## LESETEXT
Es sträuben sich die Nackenhaare …

Bergedorfer Zeitung, 18. August 1921

BZ, 18. August 1921

Die Bergedorfer Zeitung glaubte nicht an Wunderheiler, sonst hätte sie wohl nicht in einem so mokanten Ton über den neuen Wunderdoktor vom Neuengammer Hinterdeich berichtet, der per Anzeige seine Dienste anbot.

Ohdes Rat folgte der Methode des kürzlich verstorbenen „Schäfer Ast“, der auf der anderen Elbseite (in Radbruch bei Winsen an der Luhe) lange Jahre erfolgreich gewirkt hatte – jedenfalls wirtschaftlich erfolgreich, und Ohde hoffte als Epigone sicher auf ähnlichen Wohlstand.

## DATENTEIL

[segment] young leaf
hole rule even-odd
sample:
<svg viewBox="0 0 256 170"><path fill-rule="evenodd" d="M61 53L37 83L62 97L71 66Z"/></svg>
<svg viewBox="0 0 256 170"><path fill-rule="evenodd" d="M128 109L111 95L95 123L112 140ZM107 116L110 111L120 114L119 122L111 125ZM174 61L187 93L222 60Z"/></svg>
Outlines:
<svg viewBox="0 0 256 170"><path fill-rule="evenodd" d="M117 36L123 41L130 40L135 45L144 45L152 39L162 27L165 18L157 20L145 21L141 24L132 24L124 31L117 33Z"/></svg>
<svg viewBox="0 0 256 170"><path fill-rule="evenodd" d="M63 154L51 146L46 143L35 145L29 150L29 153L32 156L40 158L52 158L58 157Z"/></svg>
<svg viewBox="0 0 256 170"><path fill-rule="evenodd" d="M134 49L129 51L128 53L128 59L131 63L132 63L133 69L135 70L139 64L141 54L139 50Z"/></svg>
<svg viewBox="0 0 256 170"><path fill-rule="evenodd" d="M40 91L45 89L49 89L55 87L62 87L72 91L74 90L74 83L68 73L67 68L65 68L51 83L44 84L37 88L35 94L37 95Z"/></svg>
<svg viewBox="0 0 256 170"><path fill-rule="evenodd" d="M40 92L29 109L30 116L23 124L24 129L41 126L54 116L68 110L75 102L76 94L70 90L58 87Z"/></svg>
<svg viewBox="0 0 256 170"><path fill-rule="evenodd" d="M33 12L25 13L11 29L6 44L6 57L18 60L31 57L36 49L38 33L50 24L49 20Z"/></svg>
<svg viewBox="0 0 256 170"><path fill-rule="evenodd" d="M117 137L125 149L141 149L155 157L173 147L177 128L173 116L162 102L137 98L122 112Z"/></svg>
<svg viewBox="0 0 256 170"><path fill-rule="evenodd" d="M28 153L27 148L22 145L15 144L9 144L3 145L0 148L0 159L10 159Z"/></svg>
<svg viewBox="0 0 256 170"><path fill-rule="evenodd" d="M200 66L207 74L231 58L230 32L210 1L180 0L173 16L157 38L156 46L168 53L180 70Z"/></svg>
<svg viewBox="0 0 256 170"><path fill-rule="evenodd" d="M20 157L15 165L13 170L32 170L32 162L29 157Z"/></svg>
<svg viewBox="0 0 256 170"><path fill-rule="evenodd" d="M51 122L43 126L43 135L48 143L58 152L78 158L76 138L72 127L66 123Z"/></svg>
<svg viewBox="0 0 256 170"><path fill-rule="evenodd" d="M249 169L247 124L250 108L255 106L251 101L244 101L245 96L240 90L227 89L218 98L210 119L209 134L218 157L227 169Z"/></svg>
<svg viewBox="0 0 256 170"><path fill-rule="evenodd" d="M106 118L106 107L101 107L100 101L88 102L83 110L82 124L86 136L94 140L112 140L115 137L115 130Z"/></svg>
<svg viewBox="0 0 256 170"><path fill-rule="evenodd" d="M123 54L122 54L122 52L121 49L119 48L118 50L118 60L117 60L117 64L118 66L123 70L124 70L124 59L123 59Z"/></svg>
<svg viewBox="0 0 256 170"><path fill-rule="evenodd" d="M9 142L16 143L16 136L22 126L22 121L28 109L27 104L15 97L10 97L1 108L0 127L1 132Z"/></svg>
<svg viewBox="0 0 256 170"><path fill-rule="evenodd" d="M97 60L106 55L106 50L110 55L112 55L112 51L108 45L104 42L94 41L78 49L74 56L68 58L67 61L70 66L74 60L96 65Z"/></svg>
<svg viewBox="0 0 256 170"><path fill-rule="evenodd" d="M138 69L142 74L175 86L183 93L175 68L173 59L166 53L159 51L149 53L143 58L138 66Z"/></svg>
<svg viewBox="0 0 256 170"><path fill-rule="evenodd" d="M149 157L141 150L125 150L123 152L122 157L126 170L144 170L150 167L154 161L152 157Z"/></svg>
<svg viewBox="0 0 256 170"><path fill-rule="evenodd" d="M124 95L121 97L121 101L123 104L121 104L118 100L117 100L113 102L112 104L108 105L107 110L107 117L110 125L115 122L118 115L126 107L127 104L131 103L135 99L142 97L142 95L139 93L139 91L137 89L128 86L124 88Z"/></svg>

## ARBEITSAUFTRÄGE
[A] Fasse den Lesetext in zwei Sätzen zusammen.
[B] Entnimm dem Lesetext wortgetreu die Stelle, die mit „Es sträuben sich“ anfängt und bis einschließlich „seine Dienste anbot.“ geht.

## ANTWORTEN JE AUFGABE
[A] Die Bergedorfer Zeitung glaubte nicht an Wunderheiler und berichtete am 18. August 1921 spöttisch über einen neuen Wunderdoktor vom Neuengammer Hinterdeich, der seine Dienste per Anzeige anbot. Ohde folgte dabei der Methode des kürzlich verstorbenen „Schäfer Ast“, der in Radbruch bei Winsen an der Luhe lange wirtschaftlich erfolgreich gewesen war, und hoffte sicher auf ähnlichen Wohlstand.

[B]
Es sträuben sich die Nackenhaare …

Bergedorfer Zeitung, 18. August 1921

BZ, 18. August 1921

Die Bergedorfer Zeitung glaubte nicht an Wunderheiler, sonst hätte sie wohl nicht in einem so mokanten Ton über den neuen Wunderdoktor vom Neuengammer Hinterdeich berichtet, der per Anzeige seine Dienste anbot.